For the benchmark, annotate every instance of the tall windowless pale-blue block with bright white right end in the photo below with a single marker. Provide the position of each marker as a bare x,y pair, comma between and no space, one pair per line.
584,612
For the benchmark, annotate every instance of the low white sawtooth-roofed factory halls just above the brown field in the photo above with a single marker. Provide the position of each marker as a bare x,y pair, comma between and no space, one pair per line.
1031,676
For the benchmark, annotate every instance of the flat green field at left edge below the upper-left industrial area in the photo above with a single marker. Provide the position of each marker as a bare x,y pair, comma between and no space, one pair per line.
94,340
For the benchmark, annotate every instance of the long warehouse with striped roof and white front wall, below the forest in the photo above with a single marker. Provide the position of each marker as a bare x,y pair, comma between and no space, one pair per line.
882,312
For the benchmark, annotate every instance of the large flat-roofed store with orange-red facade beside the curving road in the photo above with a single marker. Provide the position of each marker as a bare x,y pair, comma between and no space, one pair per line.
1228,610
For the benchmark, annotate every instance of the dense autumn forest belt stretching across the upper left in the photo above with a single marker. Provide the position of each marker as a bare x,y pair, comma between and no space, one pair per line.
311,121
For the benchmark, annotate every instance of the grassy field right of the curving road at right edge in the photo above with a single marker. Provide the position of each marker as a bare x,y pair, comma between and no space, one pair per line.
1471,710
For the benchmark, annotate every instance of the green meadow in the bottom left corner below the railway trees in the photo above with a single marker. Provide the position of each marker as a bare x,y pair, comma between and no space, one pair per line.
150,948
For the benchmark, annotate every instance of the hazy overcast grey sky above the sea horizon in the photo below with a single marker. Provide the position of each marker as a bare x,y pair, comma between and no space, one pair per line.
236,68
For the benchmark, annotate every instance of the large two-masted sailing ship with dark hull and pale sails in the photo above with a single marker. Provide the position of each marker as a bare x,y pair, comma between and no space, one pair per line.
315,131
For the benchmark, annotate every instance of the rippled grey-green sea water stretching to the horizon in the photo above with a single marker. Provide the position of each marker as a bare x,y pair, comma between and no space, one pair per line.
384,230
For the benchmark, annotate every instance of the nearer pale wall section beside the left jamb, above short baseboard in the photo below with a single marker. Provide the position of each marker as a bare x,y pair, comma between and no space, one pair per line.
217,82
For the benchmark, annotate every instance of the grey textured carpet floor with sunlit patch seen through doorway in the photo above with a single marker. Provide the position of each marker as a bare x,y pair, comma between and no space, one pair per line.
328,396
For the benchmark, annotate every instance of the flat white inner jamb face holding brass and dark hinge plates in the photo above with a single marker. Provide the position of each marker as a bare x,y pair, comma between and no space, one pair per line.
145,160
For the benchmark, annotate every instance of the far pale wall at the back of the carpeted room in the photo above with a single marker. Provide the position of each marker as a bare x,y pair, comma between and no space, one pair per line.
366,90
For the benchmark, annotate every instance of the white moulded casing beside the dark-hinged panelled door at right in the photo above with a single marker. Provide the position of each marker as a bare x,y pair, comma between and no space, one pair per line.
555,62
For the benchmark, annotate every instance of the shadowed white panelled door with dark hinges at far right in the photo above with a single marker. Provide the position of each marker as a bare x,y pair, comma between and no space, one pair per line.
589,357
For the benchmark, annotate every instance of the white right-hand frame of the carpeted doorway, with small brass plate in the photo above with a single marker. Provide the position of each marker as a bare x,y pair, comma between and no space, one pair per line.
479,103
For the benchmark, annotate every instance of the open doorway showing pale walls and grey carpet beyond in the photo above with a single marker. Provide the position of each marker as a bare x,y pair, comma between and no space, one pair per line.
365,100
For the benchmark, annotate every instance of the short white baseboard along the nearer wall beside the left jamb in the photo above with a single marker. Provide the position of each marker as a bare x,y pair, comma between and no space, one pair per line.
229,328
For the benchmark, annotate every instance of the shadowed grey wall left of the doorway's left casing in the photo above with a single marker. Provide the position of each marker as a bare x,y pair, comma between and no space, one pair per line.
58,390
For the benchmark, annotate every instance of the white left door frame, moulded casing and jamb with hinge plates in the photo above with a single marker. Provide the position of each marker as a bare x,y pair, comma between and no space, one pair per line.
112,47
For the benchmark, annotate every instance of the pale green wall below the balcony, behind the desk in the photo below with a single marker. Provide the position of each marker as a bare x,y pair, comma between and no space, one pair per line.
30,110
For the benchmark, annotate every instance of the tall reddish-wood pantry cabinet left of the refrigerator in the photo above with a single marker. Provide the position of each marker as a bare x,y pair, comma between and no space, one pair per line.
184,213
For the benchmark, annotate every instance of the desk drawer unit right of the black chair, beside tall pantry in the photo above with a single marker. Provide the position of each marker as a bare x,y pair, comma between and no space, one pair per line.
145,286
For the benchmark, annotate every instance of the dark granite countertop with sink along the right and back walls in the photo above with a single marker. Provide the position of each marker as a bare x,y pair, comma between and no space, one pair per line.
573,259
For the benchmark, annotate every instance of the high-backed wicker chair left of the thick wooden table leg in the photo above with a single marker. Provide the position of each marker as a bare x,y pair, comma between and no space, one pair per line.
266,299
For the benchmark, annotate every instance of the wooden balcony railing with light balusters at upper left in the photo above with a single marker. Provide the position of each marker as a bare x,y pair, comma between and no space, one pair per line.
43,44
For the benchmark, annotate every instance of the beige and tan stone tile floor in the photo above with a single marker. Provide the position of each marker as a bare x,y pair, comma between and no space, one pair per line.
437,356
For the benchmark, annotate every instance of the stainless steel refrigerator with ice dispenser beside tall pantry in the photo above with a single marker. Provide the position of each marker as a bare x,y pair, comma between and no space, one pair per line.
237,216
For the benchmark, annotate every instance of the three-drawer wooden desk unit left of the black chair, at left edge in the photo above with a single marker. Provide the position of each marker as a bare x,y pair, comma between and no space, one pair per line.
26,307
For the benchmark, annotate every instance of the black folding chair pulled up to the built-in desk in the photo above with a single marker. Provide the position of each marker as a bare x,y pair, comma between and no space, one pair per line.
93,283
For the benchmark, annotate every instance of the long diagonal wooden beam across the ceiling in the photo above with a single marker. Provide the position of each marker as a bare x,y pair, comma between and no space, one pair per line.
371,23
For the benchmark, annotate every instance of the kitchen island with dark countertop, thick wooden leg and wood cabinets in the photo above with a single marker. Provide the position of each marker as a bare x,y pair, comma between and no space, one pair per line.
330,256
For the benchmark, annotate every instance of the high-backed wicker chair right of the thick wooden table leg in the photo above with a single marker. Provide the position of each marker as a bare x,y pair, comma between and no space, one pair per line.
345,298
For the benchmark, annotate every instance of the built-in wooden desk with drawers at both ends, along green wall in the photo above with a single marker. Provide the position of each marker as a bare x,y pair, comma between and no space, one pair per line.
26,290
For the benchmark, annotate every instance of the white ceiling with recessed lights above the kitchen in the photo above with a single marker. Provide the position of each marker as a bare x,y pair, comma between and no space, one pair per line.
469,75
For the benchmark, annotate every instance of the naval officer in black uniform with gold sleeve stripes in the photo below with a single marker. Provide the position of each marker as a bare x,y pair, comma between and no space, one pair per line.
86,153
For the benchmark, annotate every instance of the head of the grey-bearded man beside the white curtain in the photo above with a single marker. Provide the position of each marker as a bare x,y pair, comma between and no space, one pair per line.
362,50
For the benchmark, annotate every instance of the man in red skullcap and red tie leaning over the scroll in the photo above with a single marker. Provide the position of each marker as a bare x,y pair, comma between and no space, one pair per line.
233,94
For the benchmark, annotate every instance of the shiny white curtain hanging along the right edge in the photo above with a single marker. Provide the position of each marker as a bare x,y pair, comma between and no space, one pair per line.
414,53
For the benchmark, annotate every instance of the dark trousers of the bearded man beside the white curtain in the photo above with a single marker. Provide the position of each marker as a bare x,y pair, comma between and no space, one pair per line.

● **Work to complete**
All the entries above must be repeated exactly as they were given.

● **Solved exercise**
For the benchmark, annotate every instance of the tall windowless pale-blue block with bright white right end in the photo below with a single marker. Provide the position of each marker as a bare x,y pair, comma between and no space, one pair per line.
584,612
For the benchmark, annotate every instance of the low white sawtooth-roofed factory halls just above the brown field in the photo above with a single marker. Provide the position of each marker as a bare x,y pair, comma between and no space, one pair per line.
1031,676
For the benchmark, annotate every instance of the flat green field at left edge below the upper-left industrial area in the photo above with a single marker. Provide the position of each marker as a bare x,y pair, comma between and no space, one pair per line.
94,340
For the benchmark, annotate every instance of the long warehouse with striped roof and white front wall, below the forest in the photo above with a single marker. Provide the position of each marker as a bare x,y pair, comma between and no space, one pair per line.
882,312
For the benchmark, annotate every instance of the large flat-roofed store with orange-red facade beside the curving road in the photo above with a single marker. Provide the position of each marker as a bare x,y pair, comma between and no space, one pair per line.
1228,610
For the benchmark, annotate every instance of the dense autumn forest belt stretching across the upper left in the photo above with a single marker. Provide the position of each marker as a bare x,y pair, comma between and no space, one pair per line.
311,121
For the benchmark, annotate every instance of the grassy field right of the curving road at right edge in the photo above with a single marker. Provide the position of each marker as a bare x,y pair, comma between and no space, one pair per line.
1471,710
For the benchmark, annotate every instance of the green meadow in the bottom left corner below the railway trees in the photo above with a single marker. Provide the position of each marker as a bare x,y pair, comma between and no space, one pair per line.
150,948
For the benchmark, annotate every instance of the hazy overcast grey sky above the sea horizon in the photo below with a single marker. Provide the position of each marker as a bare x,y pair, comma between and no space, one pair per line.
236,68
For the benchmark, annotate every instance of the large two-masted sailing ship with dark hull and pale sails in the photo above with a single marker. Provide the position of each marker as a bare x,y pair, comma between and no space, one pair per line.
315,131
For the benchmark, annotate every instance of the rippled grey-green sea water stretching to the horizon in the photo above with a single marker. Provide the position of each marker as a bare x,y pair, comma between and no space, one pair per line.
384,230
For the benchmark, annotate every instance of the nearer pale wall section beside the left jamb, above short baseboard in the photo below with a single marker. Provide the position of each marker as a bare x,y pair, comma between and no space, one pair per line.
217,82
For the benchmark, annotate every instance of the grey textured carpet floor with sunlit patch seen through doorway in the photo above with a single marker. Provide the position of each marker as a bare x,y pair, comma between and no space, one pair per line.
328,396
For the benchmark, annotate every instance of the flat white inner jamb face holding brass and dark hinge plates in the photo above with a single marker. Provide the position of each marker as a bare x,y pair, comma between and no space, one pair per line.
145,160
For the benchmark, annotate every instance of the far pale wall at the back of the carpeted room in the photo above with a single marker. Provide the position of each marker as a bare x,y pair, comma between and no space, one pair per line.
366,90
For the benchmark, annotate every instance of the white moulded casing beside the dark-hinged panelled door at right in the photo above with a single marker. Provide the position of each marker as a bare x,y pair, comma between and no space, one pair per line.
555,62
For the benchmark, annotate every instance of the shadowed white panelled door with dark hinges at far right in the photo above with a single marker. Provide the position of each marker as a bare x,y pair, comma between and no space, one pair per line.
589,357
For the benchmark, annotate every instance of the white right-hand frame of the carpeted doorway, with small brass plate in the photo above with a single marker. Provide the position of each marker as a bare x,y pair, comma between and no space, one pair per line.
479,103
For the benchmark, annotate every instance of the open doorway showing pale walls and grey carpet beyond in the photo above with a single marker. Provide the position of each marker as a bare x,y pair, comma between and no space, one pair per line.
365,100
For the benchmark, annotate every instance of the short white baseboard along the nearer wall beside the left jamb in the photo above with a single marker. Provide the position of each marker as a bare x,y pair, comma between and no space, one pair per line.
229,328
For the benchmark, annotate every instance of the shadowed grey wall left of the doorway's left casing in the photo above with a single marker. Provide the position of each marker as a bare x,y pair, comma between and no space, one pair per line.
58,390
For the benchmark, annotate every instance of the white left door frame, moulded casing and jamb with hinge plates in the photo above with a single marker. Provide the position of each marker as a bare x,y pair, comma between and no space, one pair per line.
112,47
For the benchmark, annotate every instance of the pale green wall below the balcony, behind the desk in the photo below with a single marker. Provide the position of each marker as a bare x,y pair, comma between and no space, one pair per line.
30,110
For the benchmark, annotate every instance of the tall reddish-wood pantry cabinet left of the refrigerator in the photo above with a single marker. Provide the position of each marker as a bare x,y pair, comma between and no space, one pair per line.
184,213
For the benchmark, annotate every instance of the desk drawer unit right of the black chair, beside tall pantry in the photo above with a single marker. Provide the position of each marker as a bare x,y pair, comma between and no space, one pair per line.
145,286
For the benchmark, annotate every instance of the dark granite countertop with sink along the right and back walls in the photo above with a single marker. Provide the position of each marker as a bare x,y pair, comma between and no space, one pair per line.
573,259
For the benchmark, annotate every instance of the high-backed wicker chair left of the thick wooden table leg in the photo above with a single marker. Provide the position of each marker as a bare x,y pair, comma between and no space, one pair per line.
266,299
For the benchmark, annotate every instance of the wooden balcony railing with light balusters at upper left in the photo above with a single marker. Provide the position of each marker as a bare x,y pair, comma between and no space, one pair per line.
43,44
For the benchmark, annotate every instance of the beige and tan stone tile floor in the photo above with a single marker. Provide the position of each marker as a bare x,y pair, comma between and no space, one pair per line.
437,356
For the benchmark, annotate every instance of the stainless steel refrigerator with ice dispenser beside tall pantry in the photo above with a single marker. Provide the position of each marker as a bare x,y pair, comma between and no space, one pair per line.
237,216
For the benchmark, annotate every instance of the three-drawer wooden desk unit left of the black chair, at left edge in the photo above with a single marker. Provide the position of each marker as a bare x,y pair, comma between and no space, one pair per line.
26,307
For the benchmark, annotate every instance of the black folding chair pulled up to the built-in desk in the photo above with a single marker. Provide the position of each marker as a bare x,y pair, comma between and no space, one pair per line.
93,283
For the benchmark, annotate every instance of the long diagonal wooden beam across the ceiling in the photo above with a single marker. Provide the position of each marker as a bare x,y pair, comma between and no space, one pair per line.
371,23
For the benchmark, annotate every instance of the kitchen island with dark countertop, thick wooden leg and wood cabinets in the photo above with a single marker. Provide the position of each marker as a bare x,y pair, comma between and no space, one pair per line.
330,256
For the benchmark, annotate every instance of the high-backed wicker chair right of the thick wooden table leg in the photo above with a single marker. Provide the position of each marker as a bare x,y pair, comma between and no space, one pair per line.
345,298
For the benchmark, annotate every instance of the built-in wooden desk with drawers at both ends, along green wall in the photo above with a single marker. Provide the position of each marker as a bare x,y pair, comma between and no space, one pair per line.
26,290
For the benchmark, annotate every instance of the white ceiling with recessed lights above the kitchen in the photo above with a single marker. Provide the position of each marker as a bare x,y pair, comma between and no space, one pair per line.
469,75
For the benchmark, annotate every instance of the naval officer in black uniform with gold sleeve stripes in the photo below with a single marker. Provide the position of each marker as a bare x,y pair, comma between and no space, one pair per line.
86,153
For the benchmark, annotate every instance of the head of the grey-bearded man beside the white curtain in the photo above with a single marker. Provide the position of each marker as a bare x,y pair, comma between and no space, one pair per line.
362,50
For the benchmark, annotate every instance of the man in red skullcap and red tie leaning over the scroll in the photo above with a single marker. Provide the position of each marker as a bare x,y pair, comma between and no space, one pair per line.
233,94
For the benchmark, annotate every instance of the shiny white curtain hanging along the right edge in the photo above with a single marker. Provide the position of each marker as a bare x,y pair, comma between and no space, one pair per line.
414,53
For the benchmark, annotate every instance of the dark trousers of the bearded man beside the white curtain in the photo above with a single marker. Provide the position of each marker as a bare x,y pair, comma between and no space, one pair per line.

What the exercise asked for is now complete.